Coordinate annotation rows
☆ ☆ ☆ ☆ ☆
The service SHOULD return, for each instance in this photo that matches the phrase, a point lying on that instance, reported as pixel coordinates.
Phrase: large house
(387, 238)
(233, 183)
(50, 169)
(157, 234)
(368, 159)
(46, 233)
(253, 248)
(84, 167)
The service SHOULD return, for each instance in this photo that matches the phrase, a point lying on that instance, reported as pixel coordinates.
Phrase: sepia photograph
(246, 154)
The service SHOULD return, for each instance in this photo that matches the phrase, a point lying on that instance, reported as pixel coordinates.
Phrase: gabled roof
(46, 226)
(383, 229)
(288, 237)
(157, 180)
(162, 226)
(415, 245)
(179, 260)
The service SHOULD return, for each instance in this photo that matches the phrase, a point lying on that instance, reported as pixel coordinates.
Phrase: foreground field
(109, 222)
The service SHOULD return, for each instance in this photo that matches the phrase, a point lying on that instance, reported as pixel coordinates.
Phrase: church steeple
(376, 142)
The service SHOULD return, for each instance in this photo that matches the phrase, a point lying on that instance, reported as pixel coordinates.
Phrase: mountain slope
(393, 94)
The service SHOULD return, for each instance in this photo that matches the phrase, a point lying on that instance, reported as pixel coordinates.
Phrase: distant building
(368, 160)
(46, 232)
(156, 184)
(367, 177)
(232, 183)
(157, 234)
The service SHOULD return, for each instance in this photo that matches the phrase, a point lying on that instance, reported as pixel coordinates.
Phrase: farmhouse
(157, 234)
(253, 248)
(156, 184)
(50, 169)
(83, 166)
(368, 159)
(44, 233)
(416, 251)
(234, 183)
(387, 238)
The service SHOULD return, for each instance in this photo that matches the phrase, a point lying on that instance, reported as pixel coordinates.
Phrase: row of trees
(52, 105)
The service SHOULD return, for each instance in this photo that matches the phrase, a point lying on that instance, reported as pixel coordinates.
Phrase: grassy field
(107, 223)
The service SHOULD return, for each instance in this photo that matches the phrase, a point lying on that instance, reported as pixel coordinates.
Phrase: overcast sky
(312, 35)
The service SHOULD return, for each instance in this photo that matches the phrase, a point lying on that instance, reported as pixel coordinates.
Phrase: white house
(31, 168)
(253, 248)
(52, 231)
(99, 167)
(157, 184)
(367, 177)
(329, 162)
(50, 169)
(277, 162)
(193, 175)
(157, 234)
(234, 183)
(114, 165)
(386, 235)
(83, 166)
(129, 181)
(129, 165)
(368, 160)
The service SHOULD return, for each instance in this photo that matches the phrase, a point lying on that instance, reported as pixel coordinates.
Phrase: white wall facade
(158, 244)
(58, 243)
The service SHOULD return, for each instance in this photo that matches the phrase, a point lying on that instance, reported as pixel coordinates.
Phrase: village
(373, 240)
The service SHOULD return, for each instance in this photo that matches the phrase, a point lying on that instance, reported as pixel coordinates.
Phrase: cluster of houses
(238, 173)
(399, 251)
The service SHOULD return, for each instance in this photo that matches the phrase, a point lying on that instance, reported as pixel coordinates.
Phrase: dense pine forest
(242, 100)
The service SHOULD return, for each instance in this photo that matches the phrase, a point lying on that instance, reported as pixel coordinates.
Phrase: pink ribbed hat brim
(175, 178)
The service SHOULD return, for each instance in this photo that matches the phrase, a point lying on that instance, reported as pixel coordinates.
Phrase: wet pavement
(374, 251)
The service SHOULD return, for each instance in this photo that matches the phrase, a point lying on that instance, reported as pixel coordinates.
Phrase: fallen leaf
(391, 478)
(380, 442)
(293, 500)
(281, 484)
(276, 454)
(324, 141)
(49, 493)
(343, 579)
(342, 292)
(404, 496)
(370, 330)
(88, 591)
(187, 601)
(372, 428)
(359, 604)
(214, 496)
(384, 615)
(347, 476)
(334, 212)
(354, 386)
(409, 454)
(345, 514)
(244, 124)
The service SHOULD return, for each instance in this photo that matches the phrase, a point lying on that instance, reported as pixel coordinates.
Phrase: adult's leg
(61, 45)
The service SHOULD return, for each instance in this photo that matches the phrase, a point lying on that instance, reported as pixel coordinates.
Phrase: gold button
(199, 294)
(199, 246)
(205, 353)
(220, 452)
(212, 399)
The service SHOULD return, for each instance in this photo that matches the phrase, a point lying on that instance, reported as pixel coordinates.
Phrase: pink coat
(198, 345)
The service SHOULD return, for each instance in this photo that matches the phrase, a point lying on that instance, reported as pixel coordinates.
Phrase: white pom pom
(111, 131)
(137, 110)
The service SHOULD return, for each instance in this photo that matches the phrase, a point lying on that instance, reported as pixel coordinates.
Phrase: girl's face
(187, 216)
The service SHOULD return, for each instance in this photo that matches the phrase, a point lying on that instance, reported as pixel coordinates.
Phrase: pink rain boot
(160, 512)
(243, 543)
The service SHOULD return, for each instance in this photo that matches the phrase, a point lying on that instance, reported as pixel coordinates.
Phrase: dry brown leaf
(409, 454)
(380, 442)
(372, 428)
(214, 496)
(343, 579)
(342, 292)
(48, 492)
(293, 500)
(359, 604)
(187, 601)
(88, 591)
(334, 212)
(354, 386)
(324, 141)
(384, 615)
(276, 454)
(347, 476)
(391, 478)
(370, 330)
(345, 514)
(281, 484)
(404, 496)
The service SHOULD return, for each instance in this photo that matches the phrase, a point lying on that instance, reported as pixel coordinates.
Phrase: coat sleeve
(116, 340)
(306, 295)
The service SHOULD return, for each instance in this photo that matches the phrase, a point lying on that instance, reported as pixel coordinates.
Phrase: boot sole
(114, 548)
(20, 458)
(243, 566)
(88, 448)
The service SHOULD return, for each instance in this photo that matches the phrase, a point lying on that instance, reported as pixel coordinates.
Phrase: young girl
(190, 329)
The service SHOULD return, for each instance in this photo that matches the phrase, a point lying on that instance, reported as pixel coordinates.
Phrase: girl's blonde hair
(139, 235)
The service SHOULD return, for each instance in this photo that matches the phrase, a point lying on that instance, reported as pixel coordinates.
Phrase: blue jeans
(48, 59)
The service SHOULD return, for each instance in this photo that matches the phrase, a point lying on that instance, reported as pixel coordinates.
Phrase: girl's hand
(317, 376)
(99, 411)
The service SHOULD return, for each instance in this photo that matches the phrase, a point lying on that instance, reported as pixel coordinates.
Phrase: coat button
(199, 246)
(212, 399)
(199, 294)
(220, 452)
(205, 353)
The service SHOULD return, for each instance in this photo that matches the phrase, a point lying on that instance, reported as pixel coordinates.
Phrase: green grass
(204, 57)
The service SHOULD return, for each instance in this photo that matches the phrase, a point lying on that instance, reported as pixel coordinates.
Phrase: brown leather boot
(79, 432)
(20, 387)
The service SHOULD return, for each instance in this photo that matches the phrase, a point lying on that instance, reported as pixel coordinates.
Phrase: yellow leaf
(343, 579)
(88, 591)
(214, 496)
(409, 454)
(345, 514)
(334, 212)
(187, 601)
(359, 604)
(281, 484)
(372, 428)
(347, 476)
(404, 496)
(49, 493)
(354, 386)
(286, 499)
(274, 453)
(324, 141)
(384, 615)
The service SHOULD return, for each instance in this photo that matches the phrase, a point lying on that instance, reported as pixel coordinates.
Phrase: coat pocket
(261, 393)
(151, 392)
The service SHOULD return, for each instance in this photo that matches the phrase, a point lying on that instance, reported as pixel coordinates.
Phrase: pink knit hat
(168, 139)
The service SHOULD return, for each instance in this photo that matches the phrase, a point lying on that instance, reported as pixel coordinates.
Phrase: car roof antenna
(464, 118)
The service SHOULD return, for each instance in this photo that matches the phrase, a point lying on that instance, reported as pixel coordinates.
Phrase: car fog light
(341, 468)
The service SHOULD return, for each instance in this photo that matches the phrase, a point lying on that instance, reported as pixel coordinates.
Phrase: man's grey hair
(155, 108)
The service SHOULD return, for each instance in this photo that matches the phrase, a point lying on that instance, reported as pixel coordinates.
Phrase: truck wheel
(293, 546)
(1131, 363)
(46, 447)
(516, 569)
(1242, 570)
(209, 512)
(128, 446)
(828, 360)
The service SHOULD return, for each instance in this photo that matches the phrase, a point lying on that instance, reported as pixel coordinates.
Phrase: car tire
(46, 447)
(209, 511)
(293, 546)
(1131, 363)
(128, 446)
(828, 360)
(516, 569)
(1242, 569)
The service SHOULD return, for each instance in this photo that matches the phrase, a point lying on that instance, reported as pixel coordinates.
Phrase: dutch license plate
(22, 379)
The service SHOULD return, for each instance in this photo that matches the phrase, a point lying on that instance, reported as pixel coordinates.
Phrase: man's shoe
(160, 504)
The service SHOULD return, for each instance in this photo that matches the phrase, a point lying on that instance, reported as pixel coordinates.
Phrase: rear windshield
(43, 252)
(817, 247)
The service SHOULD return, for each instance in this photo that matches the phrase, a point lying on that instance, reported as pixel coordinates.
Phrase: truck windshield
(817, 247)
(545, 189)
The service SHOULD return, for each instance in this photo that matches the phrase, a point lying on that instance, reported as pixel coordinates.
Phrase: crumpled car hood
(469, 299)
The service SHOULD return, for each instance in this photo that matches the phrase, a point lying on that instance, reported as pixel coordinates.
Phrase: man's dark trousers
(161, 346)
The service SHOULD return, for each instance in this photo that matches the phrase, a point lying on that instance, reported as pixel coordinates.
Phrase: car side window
☆ ☆ ☆ ☆ ☆
(WHAT THE TASK ASKS) Count how many lines of the rows contain the word "button", matching case exactly, and reply with the number alone.

(RESPONSE TO THIS TASK) 2